_Problem description_: Give the number of lines in the data below where the word "wine" appears, and nothing besides.

_Records supplied_:
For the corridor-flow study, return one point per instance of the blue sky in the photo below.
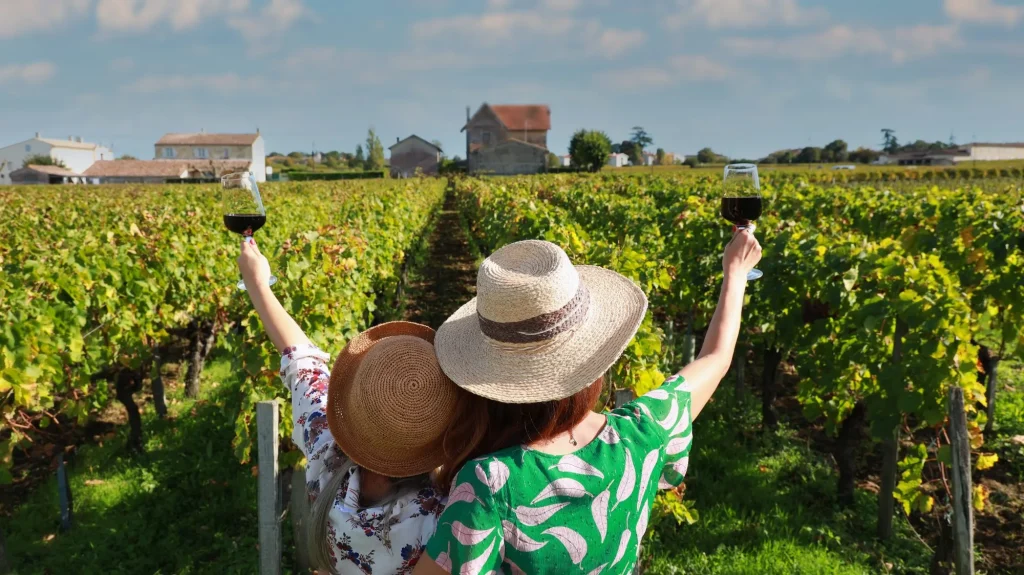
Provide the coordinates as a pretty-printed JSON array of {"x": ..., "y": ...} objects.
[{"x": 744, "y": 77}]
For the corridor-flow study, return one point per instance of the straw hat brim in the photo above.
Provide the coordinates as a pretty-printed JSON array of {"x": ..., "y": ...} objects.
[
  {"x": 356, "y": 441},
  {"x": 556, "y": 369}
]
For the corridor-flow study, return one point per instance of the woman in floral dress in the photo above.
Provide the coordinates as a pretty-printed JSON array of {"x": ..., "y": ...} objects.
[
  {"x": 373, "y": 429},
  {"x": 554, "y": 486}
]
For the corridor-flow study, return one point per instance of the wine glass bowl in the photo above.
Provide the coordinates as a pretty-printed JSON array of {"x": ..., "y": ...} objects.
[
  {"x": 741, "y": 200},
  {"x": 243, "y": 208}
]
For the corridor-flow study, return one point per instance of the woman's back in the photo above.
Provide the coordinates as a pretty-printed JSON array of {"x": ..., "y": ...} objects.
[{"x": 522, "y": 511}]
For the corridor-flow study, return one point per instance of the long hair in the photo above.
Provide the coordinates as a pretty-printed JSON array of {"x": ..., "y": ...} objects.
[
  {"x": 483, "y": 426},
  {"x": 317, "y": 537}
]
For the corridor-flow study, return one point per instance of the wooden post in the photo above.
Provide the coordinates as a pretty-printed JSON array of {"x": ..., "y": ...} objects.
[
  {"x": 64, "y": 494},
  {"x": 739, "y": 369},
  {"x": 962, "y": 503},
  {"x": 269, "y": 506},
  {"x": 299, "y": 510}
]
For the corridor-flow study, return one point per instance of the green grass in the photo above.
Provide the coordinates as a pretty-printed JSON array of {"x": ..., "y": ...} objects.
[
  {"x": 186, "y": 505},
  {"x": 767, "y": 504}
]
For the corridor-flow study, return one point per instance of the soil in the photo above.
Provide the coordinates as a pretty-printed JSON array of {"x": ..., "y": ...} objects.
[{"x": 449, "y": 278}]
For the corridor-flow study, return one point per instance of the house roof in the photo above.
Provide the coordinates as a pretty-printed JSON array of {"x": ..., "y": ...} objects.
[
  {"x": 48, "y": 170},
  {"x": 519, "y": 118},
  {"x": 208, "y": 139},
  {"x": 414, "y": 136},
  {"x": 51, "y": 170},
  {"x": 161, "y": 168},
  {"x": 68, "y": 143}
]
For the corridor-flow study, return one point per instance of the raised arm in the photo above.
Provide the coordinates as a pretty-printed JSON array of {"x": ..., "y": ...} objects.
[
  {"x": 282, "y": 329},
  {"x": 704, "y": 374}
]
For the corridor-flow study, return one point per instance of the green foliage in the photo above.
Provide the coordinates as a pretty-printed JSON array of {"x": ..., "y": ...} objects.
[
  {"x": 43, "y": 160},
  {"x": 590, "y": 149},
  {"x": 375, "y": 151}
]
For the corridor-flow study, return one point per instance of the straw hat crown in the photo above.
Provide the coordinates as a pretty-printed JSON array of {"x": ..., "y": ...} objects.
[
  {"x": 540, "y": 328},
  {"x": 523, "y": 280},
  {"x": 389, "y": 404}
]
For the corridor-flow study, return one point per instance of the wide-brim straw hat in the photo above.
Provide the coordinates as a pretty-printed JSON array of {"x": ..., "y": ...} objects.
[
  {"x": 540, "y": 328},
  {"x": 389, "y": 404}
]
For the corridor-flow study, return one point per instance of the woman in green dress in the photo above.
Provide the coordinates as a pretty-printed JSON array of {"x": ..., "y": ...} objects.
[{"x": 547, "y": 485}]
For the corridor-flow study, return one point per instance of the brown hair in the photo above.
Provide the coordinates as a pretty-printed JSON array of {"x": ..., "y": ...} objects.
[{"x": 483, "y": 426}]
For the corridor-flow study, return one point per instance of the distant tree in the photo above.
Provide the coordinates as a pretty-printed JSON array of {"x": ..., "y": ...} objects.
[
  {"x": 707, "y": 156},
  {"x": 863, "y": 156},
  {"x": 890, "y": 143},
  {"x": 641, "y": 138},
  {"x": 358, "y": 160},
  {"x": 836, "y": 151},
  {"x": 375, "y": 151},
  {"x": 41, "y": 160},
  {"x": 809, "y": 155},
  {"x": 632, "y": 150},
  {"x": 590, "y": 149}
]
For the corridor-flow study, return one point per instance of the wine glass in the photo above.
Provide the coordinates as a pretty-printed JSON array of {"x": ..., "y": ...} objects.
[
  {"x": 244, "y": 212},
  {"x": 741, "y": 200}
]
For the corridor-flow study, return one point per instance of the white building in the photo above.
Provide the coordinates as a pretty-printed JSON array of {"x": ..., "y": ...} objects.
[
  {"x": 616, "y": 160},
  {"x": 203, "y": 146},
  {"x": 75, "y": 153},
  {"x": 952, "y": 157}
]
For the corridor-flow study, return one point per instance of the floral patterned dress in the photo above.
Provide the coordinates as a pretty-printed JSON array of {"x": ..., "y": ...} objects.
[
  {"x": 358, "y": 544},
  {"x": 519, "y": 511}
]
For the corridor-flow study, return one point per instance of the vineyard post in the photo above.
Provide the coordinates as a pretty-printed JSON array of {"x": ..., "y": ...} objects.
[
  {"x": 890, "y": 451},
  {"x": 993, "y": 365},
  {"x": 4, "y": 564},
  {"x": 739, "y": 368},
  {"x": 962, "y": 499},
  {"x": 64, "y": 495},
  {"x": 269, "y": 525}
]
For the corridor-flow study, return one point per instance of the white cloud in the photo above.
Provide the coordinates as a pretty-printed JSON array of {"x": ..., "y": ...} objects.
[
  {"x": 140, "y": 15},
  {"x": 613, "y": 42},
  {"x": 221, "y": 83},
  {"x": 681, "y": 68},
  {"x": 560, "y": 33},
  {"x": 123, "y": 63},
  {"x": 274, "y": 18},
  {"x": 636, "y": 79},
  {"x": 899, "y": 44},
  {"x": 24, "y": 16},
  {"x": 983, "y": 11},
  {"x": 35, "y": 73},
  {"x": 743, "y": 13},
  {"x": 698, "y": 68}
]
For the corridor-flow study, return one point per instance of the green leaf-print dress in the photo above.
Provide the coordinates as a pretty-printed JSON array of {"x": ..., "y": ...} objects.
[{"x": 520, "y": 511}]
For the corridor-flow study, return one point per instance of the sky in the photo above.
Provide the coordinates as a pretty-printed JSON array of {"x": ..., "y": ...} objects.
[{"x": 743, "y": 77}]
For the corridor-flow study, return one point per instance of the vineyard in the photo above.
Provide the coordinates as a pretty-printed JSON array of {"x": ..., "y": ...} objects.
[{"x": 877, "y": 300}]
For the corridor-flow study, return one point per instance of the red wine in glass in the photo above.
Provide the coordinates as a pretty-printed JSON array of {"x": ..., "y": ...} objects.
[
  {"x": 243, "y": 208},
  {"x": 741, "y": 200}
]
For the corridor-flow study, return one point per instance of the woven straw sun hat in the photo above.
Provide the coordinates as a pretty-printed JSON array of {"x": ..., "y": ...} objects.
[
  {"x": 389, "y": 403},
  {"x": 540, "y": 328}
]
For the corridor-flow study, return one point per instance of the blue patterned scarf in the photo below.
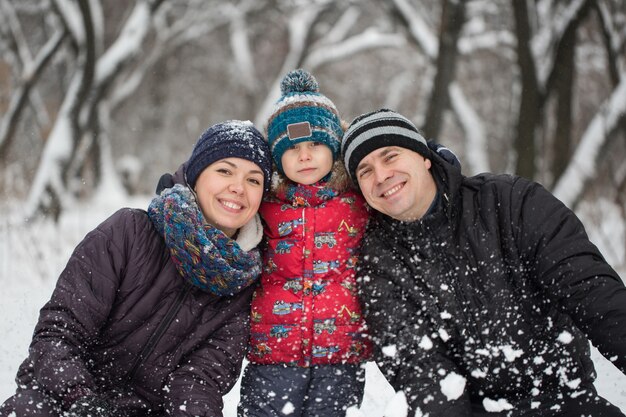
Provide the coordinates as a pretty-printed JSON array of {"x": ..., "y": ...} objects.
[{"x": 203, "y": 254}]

_Worked solution_: 3